▶ [Challenge] Please reproduce all of the data below, line for line and with no changes.

(A run of records)

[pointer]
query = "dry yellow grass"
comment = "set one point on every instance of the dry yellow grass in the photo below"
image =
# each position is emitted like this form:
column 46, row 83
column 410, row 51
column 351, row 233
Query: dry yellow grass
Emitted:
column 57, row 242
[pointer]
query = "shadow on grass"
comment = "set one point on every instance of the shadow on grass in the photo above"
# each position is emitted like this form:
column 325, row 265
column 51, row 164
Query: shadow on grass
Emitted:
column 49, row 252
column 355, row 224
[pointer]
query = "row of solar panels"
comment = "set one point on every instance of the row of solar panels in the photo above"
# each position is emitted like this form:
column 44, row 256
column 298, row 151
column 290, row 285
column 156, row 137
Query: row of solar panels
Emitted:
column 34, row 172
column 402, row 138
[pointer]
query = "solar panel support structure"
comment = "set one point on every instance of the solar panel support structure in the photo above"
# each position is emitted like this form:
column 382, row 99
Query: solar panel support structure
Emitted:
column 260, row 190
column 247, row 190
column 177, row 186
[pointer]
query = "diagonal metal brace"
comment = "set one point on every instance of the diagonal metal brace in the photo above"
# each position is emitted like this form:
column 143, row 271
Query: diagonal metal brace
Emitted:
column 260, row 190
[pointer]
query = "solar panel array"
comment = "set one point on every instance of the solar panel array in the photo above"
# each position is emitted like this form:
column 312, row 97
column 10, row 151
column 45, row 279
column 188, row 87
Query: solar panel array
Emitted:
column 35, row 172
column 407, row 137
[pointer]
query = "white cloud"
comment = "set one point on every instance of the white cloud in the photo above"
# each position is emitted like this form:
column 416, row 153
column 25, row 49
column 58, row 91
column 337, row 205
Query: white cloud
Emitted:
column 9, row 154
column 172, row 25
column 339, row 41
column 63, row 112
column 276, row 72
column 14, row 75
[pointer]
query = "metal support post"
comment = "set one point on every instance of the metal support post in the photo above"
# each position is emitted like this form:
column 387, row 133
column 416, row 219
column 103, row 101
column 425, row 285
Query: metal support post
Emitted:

▶ [The response]
[pointer]
query = "dry yellow grass"
comment = "set one point on every instance of the dry yellow grass in the photo below"
image =
# each position is emitted like this form:
column 46, row 83
column 410, row 51
column 351, row 233
Query: dry yellow grass
Emitted:
column 57, row 242
[pointer]
query = "shadow on grass"
comment = "set one point on every instance of the shadow on grass in the photo above"
# each position is emitted like this form:
column 325, row 265
column 51, row 164
Query: shadow on grass
Emitted:
column 49, row 252
column 355, row 224
[pointer]
query = "row of solar panels"
comment = "set one point on every instance of the row of solar panels in the photo above"
# each position is emitted like this form:
column 44, row 256
column 298, row 151
column 290, row 285
column 156, row 137
Query: row of solar panels
Emitted:
column 34, row 172
column 402, row 138
[pointer]
query = "solar panel support structure"
comment = "set one point on every instance of the solar panel support structure in the photo above"
# each position is emitted like this form:
column 382, row 99
Query: solar panel support structure
Emitted:
column 260, row 190
column 247, row 190
column 177, row 186
[pointer]
query = "diagonal metal brace"
comment = "set one point on every instance of the diagonal metal brace in the photo above"
# each position is emitted like this form:
column 143, row 271
Query: diagonal metal brace
Emitted:
column 260, row 190
[pointer]
query = "solar panel array"
comment = "set one point on every instance of the solar panel array in the photo above"
# each position is emitted like this form:
column 312, row 97
column 10, row 151
column 45, row 279
column 188, row 87
Query: solar panel array
Emitted:
column 35, row 172
column 407, row 137
[pointer]
query = "white cloud"
comment = "set one point on every instance of the white cloud in the photo above"
# each position is emitted like this form:
column 416, row 153
column 25, row 49
column 58, row 91
column 337, row 205
Query: white cloud
Emitted:
column 9, row 154
column 172, row 25
column 339, row 41
column 63, row 112
column 276, row 72
column 14, row 75
[pointer]
query = "metal support post"
comment = "set one point on every instance of the metal support post in the photo above"
# each position is emitted like this form:
column 387, row 133
column 416, row 219
column 103, row 101
column 425, row 285
Query: metal support post
Emitted:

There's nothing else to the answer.